== Exercise brief ==
Recast the material below as a Markdown table with columns Row and Line, covering only the lines from the one containing "For every instance of the desk leg, mark" up to and including the one containing "[[75, 151], [330, 149]]". Number the rows in Row, put each line in Line, and leave out blank lines.
====== Input for this task ======
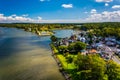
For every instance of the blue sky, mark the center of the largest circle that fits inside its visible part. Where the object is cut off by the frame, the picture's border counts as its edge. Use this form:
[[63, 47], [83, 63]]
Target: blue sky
[[51, 11]]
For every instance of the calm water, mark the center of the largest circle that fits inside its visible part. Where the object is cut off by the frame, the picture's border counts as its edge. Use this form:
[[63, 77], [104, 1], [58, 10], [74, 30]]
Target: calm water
[[26, 56]]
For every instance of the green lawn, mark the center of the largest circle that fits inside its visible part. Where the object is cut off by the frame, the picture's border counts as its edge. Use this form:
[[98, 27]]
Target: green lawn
[[64, 63]]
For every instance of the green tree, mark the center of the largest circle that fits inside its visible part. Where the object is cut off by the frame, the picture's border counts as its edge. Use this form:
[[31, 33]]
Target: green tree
[[62, 49], [53, 38], [113, 71], [91, 67]]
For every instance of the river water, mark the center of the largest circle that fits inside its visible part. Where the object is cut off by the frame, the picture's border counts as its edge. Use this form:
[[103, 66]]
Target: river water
[[26, 56]]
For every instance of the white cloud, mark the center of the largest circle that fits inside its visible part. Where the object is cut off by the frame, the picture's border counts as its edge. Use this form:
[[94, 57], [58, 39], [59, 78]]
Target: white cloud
[[106, 4], [116, 7], [93, 11], [103, 0], [104, 16], [67, 5], [39, 18]]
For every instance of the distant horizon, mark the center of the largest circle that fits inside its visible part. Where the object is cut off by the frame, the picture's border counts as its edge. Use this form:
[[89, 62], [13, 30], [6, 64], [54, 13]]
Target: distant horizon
[[59, 11]]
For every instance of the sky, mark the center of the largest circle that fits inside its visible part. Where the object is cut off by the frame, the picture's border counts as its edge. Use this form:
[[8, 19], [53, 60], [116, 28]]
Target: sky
[[59, 11]]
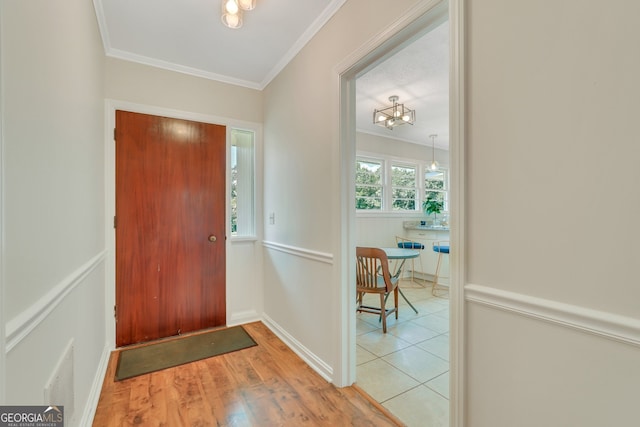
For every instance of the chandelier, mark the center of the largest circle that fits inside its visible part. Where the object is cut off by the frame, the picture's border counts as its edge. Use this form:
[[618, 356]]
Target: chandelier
[[395, 115], [232, 11], [434, 166]]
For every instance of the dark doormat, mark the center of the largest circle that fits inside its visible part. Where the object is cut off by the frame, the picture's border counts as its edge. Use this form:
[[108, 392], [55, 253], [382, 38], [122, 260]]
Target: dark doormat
[[174, 352]]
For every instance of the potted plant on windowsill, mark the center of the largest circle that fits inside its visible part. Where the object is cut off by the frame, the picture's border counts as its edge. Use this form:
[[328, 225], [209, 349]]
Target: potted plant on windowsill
[[432, 206]]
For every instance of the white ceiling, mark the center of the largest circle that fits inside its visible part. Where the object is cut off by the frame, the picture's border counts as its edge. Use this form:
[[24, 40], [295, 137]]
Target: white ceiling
[[419, 75], [188, 36]]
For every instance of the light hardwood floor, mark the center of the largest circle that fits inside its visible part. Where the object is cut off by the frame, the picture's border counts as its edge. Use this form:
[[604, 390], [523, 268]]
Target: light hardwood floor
[[265, 385]]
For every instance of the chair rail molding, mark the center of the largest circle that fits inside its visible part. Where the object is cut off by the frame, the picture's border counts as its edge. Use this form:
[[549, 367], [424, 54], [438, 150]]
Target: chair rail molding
[[24, 323], [324, 257], [316, 363], [601, 323]]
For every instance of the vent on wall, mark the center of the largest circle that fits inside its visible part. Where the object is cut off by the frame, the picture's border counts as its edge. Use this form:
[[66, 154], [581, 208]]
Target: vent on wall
[[59, 389]]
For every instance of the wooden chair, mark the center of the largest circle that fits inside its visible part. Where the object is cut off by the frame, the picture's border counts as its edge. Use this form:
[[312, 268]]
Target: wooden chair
[[403, 242], [373, 277]]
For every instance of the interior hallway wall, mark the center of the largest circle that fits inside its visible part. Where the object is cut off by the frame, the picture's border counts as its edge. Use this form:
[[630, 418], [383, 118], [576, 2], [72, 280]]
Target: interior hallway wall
[[552, 232], [53, 254], [302, 184]]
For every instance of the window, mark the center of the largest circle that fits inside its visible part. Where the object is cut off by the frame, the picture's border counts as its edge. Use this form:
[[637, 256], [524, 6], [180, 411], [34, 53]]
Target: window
[[403, 187], [395, 185], [369, 184], [242, 183]]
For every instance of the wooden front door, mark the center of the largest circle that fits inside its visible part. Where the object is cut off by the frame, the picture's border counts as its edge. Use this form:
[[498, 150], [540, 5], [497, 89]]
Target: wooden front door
[[170, 227]]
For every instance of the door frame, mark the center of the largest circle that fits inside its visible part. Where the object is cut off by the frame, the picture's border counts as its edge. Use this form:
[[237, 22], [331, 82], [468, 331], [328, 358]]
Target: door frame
[[415, 21], [111, 105]]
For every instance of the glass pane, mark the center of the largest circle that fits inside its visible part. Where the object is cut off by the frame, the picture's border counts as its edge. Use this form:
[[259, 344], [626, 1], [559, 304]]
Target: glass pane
[[368, 197], [434, 180], [403, 176]]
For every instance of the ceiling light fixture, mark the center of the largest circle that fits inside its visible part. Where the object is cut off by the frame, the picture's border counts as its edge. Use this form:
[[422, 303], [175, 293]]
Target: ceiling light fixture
[[434, 166], [395, 115], [232, 11]]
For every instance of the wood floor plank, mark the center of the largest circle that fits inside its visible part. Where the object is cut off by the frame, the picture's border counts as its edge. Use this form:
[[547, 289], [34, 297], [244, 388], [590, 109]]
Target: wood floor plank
[[265, 385]]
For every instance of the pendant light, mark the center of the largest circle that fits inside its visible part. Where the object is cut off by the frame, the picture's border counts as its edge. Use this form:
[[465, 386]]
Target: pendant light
[[434, 166]]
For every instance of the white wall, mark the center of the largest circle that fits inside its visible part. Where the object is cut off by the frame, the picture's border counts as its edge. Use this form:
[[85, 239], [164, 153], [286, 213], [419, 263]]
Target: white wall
[[373, 229], [53, 207], [302, 185], [552, 244]]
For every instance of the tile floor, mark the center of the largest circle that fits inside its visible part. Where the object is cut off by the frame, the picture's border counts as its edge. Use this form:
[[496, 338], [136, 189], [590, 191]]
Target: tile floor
[[407, 369]]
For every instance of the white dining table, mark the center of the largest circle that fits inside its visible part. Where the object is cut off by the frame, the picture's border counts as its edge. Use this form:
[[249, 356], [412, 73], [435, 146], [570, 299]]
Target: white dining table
[[402, 255]]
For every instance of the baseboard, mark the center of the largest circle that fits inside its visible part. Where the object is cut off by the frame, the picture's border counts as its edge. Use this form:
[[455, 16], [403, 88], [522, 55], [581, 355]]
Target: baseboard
[[604, 324], [96, 388], [242, 317], [317, 364], [23, 324]]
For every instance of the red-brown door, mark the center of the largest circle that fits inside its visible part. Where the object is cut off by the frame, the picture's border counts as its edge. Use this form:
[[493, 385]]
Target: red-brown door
[[170, 227]]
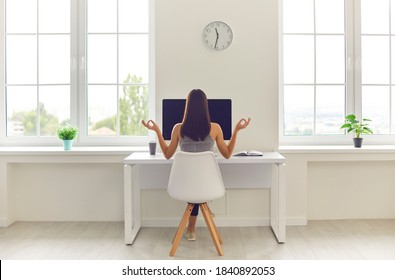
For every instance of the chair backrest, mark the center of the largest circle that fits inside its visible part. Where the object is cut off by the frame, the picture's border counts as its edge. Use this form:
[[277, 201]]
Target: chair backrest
[[195, 177]]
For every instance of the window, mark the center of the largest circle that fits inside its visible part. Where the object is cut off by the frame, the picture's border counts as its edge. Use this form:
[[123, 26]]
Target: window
[[81, 62], [338, 58], [314, 69]]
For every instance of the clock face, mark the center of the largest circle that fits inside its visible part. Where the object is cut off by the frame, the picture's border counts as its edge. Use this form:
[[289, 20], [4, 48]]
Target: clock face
[[217, 36]]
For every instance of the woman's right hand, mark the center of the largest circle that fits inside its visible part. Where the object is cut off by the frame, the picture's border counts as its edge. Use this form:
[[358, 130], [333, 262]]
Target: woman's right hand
[[151, 125], [243, 123]]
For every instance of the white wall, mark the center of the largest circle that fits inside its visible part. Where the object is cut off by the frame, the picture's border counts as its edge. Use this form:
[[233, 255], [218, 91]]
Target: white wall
[[246, 72]]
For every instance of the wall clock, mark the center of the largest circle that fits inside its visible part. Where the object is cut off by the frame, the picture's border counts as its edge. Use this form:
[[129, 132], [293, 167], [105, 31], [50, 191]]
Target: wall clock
[[217, 36]]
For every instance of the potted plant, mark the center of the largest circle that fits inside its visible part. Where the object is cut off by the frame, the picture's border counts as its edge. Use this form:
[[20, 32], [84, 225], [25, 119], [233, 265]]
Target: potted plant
[[67, 133], [352, 124]]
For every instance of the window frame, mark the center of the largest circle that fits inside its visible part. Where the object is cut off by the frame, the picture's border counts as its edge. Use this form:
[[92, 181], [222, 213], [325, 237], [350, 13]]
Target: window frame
[[78, 100], [353, 84]]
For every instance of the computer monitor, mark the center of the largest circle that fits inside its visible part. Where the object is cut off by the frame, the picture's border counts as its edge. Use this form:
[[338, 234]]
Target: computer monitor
[[220, 112]]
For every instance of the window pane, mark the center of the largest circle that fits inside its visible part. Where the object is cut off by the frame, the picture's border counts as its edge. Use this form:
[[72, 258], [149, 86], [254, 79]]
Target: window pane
[[54, 62], [375, 60], [393, 111], [101, 16], [392, 16], [298, 110], [298, 59], [329, 16], [330, 104], [376, 106], [102, 110], [54, 16], [298, 16], [133, 15], [21, 110], [133, 57], [54, 108], [102, 58], [375, 16], [133, 106], [21, 59], [330, 59], [26, 10]]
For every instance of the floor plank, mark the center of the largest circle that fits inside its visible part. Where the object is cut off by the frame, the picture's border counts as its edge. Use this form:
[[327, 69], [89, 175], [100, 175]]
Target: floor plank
[[319, 240]]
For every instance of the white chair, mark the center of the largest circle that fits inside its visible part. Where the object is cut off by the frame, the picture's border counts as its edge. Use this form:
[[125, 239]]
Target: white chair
[[196, 178]]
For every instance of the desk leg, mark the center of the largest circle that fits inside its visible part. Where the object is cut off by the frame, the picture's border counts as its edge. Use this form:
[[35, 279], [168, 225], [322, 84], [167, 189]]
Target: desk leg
[[131, 203], [277, 202]]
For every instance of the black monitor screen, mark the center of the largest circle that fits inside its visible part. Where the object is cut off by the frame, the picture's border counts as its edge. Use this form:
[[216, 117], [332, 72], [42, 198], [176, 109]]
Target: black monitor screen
[[220, 112]]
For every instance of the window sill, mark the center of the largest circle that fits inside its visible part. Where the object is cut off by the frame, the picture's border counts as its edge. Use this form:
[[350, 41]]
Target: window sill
[[75, 151], [330, 149]]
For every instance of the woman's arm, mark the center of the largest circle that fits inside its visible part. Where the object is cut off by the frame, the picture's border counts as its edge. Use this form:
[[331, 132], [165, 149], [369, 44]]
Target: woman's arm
[[226, 150], [167, 150]]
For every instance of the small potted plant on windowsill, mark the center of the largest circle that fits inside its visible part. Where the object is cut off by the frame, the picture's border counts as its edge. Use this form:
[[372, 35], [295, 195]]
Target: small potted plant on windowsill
[[352, 124], [67, 133]]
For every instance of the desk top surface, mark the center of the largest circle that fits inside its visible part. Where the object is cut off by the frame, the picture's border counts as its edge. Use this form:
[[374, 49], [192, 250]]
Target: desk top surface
[[146, 158]]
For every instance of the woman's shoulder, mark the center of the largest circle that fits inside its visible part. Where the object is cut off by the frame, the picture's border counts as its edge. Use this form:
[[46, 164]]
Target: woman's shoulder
[[177, 126], [215, 126]]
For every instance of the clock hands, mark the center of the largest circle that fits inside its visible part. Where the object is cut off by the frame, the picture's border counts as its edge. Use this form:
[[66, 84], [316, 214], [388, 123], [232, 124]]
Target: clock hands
[[216, 41]]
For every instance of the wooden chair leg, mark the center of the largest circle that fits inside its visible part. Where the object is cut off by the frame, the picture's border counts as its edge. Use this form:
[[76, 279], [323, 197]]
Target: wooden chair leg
[[210, 216], [211, 228], [180, 230]]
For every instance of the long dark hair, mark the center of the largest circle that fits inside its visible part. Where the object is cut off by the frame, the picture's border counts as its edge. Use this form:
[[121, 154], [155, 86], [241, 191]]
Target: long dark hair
[[196, 123]]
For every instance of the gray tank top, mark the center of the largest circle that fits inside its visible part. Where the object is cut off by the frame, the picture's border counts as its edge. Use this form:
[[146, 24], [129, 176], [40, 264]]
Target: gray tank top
[[189, 145]]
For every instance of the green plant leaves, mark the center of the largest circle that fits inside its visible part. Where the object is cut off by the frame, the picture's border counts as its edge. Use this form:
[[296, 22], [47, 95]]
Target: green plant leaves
[[352, 124]]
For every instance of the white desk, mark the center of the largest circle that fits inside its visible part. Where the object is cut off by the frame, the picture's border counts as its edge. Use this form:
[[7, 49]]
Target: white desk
[[267, 171]]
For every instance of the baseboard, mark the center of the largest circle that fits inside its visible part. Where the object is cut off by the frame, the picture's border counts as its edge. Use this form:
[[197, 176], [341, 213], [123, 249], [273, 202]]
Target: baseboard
[[5, 222], [223, 222]]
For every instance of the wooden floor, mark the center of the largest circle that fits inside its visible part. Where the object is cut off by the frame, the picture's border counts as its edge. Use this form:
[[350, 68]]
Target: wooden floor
[[319, 240]]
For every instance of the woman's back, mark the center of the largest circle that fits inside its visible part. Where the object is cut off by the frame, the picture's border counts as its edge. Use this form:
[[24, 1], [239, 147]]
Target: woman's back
[[189, 145]]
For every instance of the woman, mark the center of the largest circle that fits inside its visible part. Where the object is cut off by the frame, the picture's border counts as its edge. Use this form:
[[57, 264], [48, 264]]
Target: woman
[[196, 133]]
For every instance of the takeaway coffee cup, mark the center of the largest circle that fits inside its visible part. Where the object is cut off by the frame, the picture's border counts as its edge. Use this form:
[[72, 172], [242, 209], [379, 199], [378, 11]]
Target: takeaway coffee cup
[[152, 147]]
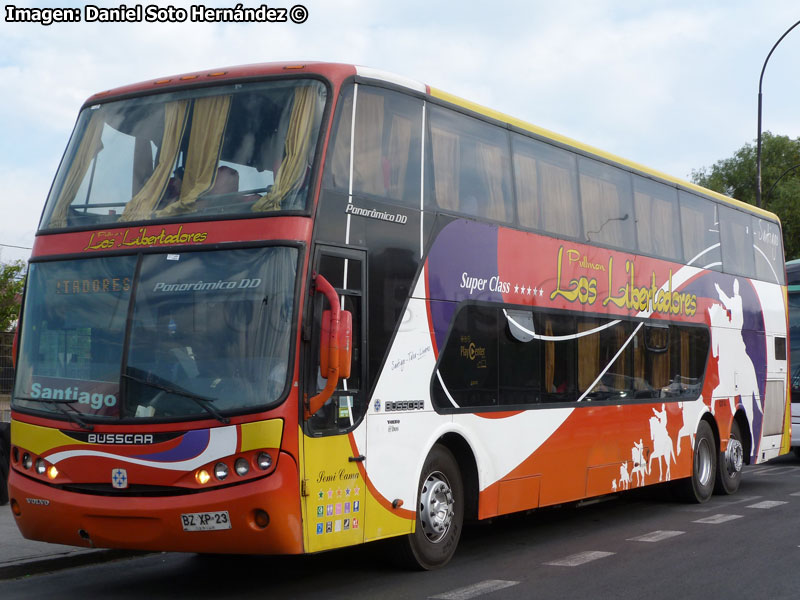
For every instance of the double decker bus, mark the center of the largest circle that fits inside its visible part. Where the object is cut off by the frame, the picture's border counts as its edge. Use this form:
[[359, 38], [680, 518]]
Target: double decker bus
[[793, 283], [287, 308]]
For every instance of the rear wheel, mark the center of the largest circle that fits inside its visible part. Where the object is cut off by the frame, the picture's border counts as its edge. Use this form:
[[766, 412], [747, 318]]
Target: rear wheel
[[440, 513], [729, 464], [700, 486]]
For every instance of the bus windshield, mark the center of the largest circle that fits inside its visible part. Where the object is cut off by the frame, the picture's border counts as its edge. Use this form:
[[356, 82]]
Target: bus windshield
[[158, 335], [231, 150]]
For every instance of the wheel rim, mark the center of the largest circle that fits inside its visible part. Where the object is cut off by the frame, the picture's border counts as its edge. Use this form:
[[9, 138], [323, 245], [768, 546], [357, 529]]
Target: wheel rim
[[703, 462], [734, 456], [436, 507]]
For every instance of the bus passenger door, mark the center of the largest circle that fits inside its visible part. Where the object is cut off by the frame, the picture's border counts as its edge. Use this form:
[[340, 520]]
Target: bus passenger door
[[334, 492]]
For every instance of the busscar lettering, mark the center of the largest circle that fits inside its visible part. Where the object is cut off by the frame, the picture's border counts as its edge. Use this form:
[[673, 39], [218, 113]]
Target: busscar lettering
======
== Output of the exercise ==
| Row | Line |
|---|---|
| 1 | For every instance of the desk leg, mark the center of the largest circle that fits inside its visible part. Where the object is cut off by the frame, the picture's border counts as its edge. Use this form: |
| 2 | [[35, 279], [168, 225], [322, 84], [167, 189]] |
| 3 | Target: desk leg |
| 4 | [[131, 203], [277, 202]] |
| 5 | For every instance of the black monitor screen, mark the center of the largest circle that fits inside its visible part. Where the object is cut off by the frame, the picture's border counts as its edge. Use this form: |
| 6 | [[216, 117], [332, 72], [42, 198], [176, 109]] |
| 7 | Target: black monitor screen |
| 8 | [[220, 112]] |
| 9 | For every instance of the window sill, mark the center of the largest circle that fits inside its visible part. Where the object is cut off by the frame, the picture's border counts as its edge. Use this form: |
| 10 | [[350, 41]] |
| 11 | Target: window sill |
| 12 | [[75, 151], [330, 149]] |